-- Data records follows --

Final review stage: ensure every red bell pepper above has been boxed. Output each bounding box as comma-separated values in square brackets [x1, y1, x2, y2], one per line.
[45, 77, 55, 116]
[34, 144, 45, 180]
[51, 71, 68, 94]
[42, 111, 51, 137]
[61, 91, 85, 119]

-- Data records concluded --

Exact copy required. Retype all of the entries word for word.

• Result for this task
Final review stage: ensure every red bell pepper above has been boxed. Output each bounding box as comma-separated values in square brackets [x1, y1, x2, y2], one per line.
[45, 77, 55, 116]
[34, 144, 45, 180]
[51, 71, 68, 94]
[42, 111, 51, 137]
[61, 91, 85, 119]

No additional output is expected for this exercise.